■ **Requests**
[1] Extract, word for word, everything from "Reading data from" down to "numbers appear (Marker-idNumber)." in the forum post on reading marker trajectories from CSV files.
[2] Extend the forum post on reading marker trajectories from CSV files, beginning right after its last sentence.

Reading data from a specific CSV file

Hi all, I need to write a program for reading csv files, produced while recording trajectories of reflective markers (points) with a 3D camera. The first 44 lines of the csv file do not contain important data of the tracked markers. All the next lines contain comma separated data taken with a frequency of 120 Hz. So the 45th line is taken at time 0 and so on. These lines include x,y and z coordinates of all the tracked markers at this time. It is not necessary that the same markers were tracked in all the lines, therefore markers with new id numbers appear (Marker-idNumber).

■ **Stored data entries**
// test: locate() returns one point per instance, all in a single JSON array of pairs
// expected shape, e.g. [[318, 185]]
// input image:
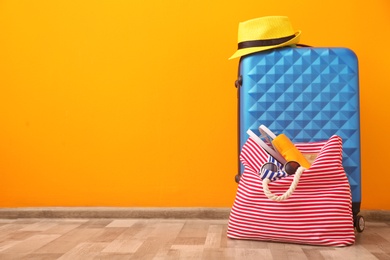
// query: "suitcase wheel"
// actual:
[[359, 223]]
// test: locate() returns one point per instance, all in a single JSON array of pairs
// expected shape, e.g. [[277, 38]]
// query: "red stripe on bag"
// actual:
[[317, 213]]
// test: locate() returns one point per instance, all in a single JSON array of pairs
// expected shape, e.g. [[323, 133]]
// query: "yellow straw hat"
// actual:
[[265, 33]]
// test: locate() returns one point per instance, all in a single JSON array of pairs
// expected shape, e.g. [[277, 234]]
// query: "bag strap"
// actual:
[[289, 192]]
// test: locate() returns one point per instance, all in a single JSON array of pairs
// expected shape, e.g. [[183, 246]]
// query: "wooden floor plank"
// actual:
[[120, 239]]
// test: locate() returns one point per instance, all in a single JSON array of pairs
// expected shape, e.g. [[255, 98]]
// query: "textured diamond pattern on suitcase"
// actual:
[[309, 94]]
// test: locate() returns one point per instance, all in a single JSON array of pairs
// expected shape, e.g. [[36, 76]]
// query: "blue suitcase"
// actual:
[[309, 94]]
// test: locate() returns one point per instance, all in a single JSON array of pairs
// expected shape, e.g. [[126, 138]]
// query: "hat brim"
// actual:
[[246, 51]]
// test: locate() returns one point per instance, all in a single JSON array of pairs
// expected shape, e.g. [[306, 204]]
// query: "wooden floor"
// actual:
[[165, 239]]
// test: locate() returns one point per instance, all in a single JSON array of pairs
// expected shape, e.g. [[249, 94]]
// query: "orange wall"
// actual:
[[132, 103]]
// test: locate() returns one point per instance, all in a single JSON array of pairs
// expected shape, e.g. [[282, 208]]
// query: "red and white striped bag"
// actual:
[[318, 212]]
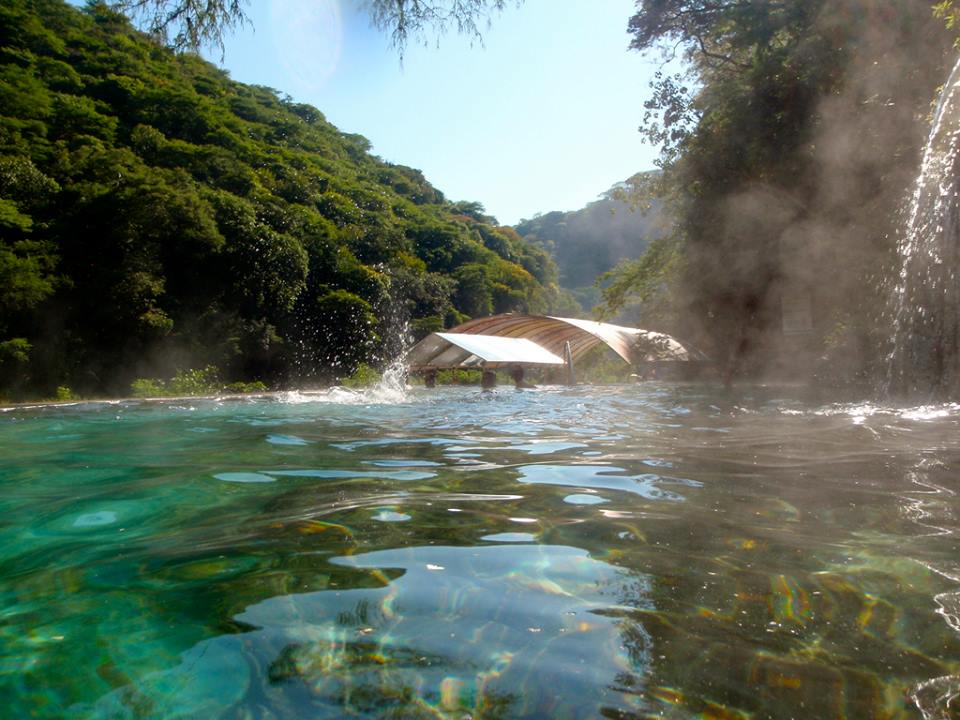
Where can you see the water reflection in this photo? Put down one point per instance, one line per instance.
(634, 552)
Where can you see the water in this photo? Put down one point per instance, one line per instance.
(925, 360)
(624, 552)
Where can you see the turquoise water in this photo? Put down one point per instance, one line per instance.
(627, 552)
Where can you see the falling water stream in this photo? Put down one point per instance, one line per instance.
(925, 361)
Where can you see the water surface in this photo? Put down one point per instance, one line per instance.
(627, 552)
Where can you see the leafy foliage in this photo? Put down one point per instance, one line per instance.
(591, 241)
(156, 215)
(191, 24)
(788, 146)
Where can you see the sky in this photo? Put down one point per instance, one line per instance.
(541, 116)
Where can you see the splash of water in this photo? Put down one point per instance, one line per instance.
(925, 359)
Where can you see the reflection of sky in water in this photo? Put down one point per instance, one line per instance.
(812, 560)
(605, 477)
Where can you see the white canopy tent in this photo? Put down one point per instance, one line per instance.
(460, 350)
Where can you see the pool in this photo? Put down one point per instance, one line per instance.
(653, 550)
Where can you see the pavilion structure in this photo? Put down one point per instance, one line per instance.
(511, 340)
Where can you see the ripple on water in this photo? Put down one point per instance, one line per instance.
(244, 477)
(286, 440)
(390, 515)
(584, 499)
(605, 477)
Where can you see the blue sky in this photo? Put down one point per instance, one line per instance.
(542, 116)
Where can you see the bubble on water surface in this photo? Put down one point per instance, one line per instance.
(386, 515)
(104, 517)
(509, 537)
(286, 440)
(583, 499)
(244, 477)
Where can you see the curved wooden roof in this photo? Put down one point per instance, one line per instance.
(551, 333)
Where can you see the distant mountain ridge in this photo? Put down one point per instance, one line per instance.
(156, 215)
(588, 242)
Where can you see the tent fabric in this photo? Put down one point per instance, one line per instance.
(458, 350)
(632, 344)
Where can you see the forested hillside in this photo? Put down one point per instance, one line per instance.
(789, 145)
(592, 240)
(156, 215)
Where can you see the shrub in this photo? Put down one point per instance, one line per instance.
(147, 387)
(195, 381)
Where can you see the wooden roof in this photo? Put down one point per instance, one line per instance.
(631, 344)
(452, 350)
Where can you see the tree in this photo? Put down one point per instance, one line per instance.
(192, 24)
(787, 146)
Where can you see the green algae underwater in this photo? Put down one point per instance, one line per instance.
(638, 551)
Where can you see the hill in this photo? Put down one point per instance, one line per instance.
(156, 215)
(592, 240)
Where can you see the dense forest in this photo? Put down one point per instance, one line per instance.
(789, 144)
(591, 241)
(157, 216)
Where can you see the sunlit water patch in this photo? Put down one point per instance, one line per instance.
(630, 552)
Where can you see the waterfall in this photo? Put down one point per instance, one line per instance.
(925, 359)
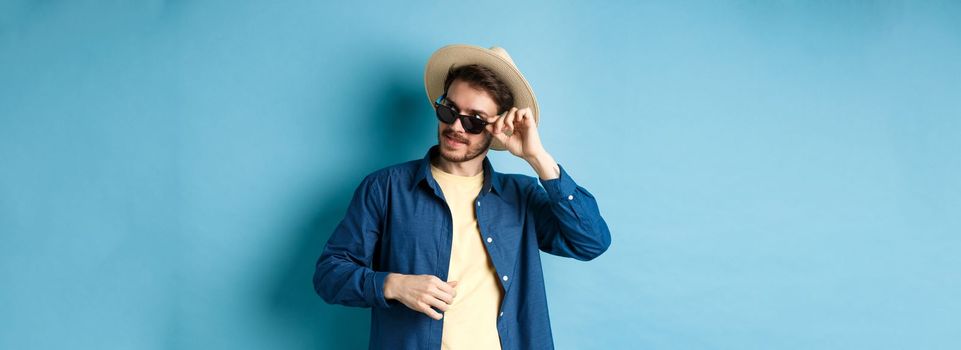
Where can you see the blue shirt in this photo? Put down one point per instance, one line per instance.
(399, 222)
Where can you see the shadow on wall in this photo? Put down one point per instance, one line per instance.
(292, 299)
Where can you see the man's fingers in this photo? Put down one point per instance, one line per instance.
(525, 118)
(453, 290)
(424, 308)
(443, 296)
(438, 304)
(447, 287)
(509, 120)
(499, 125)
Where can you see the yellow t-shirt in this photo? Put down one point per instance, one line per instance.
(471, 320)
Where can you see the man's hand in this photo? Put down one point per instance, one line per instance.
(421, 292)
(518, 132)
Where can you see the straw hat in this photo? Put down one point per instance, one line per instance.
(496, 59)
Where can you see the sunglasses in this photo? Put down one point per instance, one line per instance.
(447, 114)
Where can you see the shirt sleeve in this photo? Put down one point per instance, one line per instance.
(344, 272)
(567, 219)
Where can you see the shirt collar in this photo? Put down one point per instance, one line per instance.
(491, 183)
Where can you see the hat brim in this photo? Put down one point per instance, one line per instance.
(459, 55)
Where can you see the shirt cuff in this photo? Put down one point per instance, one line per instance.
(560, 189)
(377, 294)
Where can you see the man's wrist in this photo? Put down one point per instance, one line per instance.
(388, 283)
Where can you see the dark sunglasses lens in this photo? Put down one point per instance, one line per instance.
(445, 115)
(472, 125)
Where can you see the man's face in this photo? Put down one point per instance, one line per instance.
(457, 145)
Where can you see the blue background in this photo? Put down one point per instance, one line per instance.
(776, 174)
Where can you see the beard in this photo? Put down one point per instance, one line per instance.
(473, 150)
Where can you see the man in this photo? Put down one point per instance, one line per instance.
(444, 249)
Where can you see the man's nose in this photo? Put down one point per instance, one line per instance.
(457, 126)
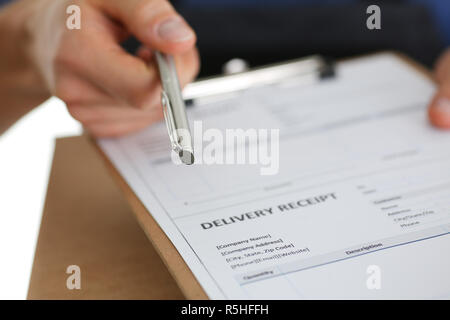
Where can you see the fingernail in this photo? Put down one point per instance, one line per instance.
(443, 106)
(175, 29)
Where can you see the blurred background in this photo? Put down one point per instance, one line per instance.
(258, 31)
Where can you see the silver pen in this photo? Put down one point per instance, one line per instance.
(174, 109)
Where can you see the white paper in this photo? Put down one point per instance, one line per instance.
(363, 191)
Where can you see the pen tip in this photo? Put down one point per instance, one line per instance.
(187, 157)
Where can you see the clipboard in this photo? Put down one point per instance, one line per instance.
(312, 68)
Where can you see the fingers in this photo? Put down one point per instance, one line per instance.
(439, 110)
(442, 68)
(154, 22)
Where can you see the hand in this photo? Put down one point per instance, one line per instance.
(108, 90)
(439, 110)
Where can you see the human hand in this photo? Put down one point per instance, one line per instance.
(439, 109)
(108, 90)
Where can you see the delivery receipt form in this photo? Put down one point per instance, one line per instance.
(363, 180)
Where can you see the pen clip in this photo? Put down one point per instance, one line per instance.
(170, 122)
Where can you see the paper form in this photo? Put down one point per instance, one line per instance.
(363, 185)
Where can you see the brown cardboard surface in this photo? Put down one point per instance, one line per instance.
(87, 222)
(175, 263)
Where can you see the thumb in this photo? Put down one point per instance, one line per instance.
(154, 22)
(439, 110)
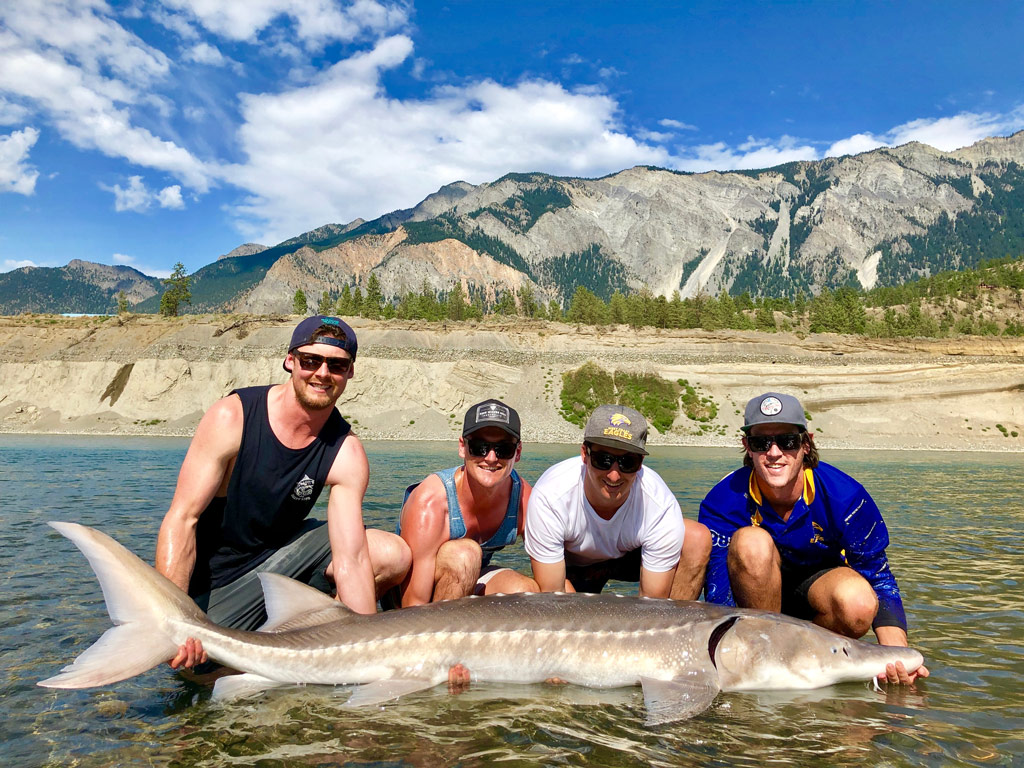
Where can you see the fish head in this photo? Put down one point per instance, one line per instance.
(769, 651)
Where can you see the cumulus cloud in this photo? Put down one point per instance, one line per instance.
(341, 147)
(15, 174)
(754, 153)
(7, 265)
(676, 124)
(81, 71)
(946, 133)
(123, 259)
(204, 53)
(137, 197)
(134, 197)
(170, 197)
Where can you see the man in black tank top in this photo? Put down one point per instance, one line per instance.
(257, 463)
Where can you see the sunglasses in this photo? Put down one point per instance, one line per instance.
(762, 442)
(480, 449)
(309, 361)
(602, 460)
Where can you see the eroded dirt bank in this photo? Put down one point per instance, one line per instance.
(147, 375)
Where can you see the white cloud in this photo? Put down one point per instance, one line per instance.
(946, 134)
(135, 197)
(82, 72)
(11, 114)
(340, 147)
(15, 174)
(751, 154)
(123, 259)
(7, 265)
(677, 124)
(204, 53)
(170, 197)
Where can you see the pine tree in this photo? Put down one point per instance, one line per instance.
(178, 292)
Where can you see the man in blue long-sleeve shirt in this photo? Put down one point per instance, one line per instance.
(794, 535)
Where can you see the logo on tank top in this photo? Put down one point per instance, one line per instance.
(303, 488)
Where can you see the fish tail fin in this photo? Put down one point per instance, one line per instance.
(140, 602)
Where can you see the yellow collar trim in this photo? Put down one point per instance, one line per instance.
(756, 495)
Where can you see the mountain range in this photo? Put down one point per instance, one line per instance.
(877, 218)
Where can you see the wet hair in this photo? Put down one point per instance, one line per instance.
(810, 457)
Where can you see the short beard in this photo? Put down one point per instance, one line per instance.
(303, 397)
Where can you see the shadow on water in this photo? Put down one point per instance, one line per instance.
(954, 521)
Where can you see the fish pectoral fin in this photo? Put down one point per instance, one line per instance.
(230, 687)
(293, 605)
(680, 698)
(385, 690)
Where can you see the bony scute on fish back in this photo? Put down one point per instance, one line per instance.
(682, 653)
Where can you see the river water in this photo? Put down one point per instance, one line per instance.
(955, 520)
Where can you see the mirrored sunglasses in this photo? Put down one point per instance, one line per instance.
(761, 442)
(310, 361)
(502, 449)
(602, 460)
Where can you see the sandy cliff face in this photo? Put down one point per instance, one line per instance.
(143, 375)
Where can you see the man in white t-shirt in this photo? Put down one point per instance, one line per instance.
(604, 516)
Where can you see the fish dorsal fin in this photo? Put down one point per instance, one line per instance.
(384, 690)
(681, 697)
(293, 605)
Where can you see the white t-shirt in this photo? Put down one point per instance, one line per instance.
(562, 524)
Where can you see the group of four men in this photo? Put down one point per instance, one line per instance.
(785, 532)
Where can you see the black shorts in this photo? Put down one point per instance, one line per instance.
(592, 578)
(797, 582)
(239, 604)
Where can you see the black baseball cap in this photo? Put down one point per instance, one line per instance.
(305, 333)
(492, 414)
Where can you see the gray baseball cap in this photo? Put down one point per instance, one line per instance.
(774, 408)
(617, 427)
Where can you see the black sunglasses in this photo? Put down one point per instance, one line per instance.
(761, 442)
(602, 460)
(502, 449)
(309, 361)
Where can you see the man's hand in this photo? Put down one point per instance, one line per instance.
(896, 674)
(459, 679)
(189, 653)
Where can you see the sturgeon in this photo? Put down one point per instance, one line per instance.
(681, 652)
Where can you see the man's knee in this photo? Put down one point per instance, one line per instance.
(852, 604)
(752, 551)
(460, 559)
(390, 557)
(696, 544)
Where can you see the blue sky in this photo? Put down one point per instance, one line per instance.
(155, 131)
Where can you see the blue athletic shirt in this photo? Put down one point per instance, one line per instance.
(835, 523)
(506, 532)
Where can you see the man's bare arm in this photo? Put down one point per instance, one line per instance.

■ **Responses to the exercise**
[1]
Reading data from a specific CSV file

Hi all, I need to write a program for reading csv files, produced while recording trajectories of reflective markers (points) with a 3D camera. The first 44 lines of the csv file do not contain important data of the tracked markers. All the next lines contain comma separated data taken with a frequency of 120 Hz. So the 45th line is taken at time 0 and so on. These lines include x,y and z coordinates of all the tracked markers at this time. It is not necessary that the same markers were tracked in all the lines, therefore markers with new id numbers appear (Marker-idNumber).

[2]
I would like to store the x,y,z data for each marker in a cell array with marker names, which contain the marker's coordinates through time. For beginning we could assume that same markers appear in each line!- I guess this is a much easier task and I have almost done it (look ahead).
I found an existing program, which performs a similar job. I adapted the program for my needs, but due to my lack of programming knowledge I failed to succeed. If anyone knows what I am doing wrong I would appreciate your help.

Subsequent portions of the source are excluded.